- [FRAGMENTO DE LECTURA]:

Posiblemente nada hubiera sucedido -o tal vez, sí- de no haber generado tanto revuelo el caso de Harvey Weinstein, el endiosado productor de Hollywood al que numerosas mujeres han acusado de abusos sexuales y violación. La omertà corporativista se ha roto, al menos temporalmente, y el #MeToo (Yo también) ha irrumpido en las redes sociales como una catarsis colectiva de muchas que hasta ahora no se atrevieron a hablar de sus experiencias denigrantes o directamente criminales de las que han sido objeto. En el caso de Richardson han sido sus clientes los que han dado el paso ante el runrún que desde hace años le persigue y el nuevo clima de supuesta tolerancia cero que se ha impuesto hacia ciertos comportamientos.

Condé Nast International, la editora de Vogue, Vanity Fair, GQ o Glamour fue la primera en airear que dejaba de trabajar con el neoyorquino de 52 años. «El acoso sexual en cualquiera de sus formas es inaceptable y no será tolerado», dijo su subsidiaria americana. Al plante se han sumado la histórica ‘Harper’s Baazar’, uno de los mejores clientes de Richardson, o el Wall Street Journal, que en septiembre publicó uno de sus últimos trabajos en la revista W. Marcas como Bulgari, Valentino o Diesel han hecho lo propio con el que era hasta ahora uno de los talentos con más caché de la industria, con unos honorarios que rondarían los 160.000 dólares al día, según se ha publicado.

Richardson nunca ha ocultado sus pulsiones. Durante años ha cultivado con orgullo una reputación de libertino indomable, o de pervertido insaciable si se prefiere, sin importarle aparentemente que le describieran como «el secreto más vergonzoso de la moda» (‘The Guardian’) o «el notorio cerdo fotógrafo de moda» (‘The Village Voice’). El sexo era parte de su arte. En sus campañas de moda retrató a modelos abiertas de piernas, simulando felaciones con plátanos y ubres de vaca u orinando sobre la nieve. Él mismo les pedía que le llamaran ‘tío Terry’, y era de dominio público que se desnudaba a menudo al fotografiarlas. Uno de sus trabajos más extremos, ‘Kibosh’, es un libro de más de 300 páginas explícitas que puede leerse como un monumento a su pene. «Es el trabajo de mi vida», llegó a afirmar.

- [INFORMACIÓN PROPORCIONADA]:
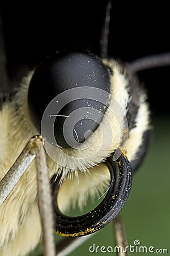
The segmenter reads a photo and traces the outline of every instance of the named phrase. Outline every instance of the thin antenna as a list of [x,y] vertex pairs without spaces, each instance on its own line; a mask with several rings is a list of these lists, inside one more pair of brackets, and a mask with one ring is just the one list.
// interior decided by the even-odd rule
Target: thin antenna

- [TAREAS POR REALIZAR]:
(A) Resuma en dos oraciones el fragmento sobre Richardson.
(B) Transcriba el fragmento sobre Richardson comenzando en «Posiblemente nada hubiera» y terminando en «hacia ciertos comportamientos.».
(C) De acuerdo con el fragmento sobre Richardson, ¿a cuánto rondarían sus honorarios por día?

- [RESPUESTAS DESARROLLADAS]:
(A) Tras el revuelo del caso de Harvey Weinstein y la irrupción del #MeToo, clientes de Richardson como Condé Nast International y marcas como Bulgari, Valentino o Diesel han dejado de trabajar con él. Richardson nunca ocultó sus pulsiones, cultivó durante años una reputación de libertino indomable e hizo del sexo parte de su arte.

(B)
Posiblemente nada hubiera sucedido -o tal vez, sí- de no haber generado tanto revuelo el caso de Harvey Weinstein, el endiosado productor de Hollywood al que numerosas mujeres han acusado de abusos sexuales y violación. La omertà corporativista se ha roto, al menos temporalmente, y el #MeToo (Yo también) ha irrumpido en las redes sociales como una catarsis colectiva de muchas que hasta ahora no se atrevieron a hablar de sus experiencias denigrantes o directamente criminales de las que han sido objeto. En el caso de Richardson han sido sus clientes los que han dado el paso ante el runrún que desde hace años le persigue y el nuevo clima de supuesta tolerancia cero que se ha impuesto hacia ciertos comportamientos.

(C) Rondarían los 160.000 dólares al día.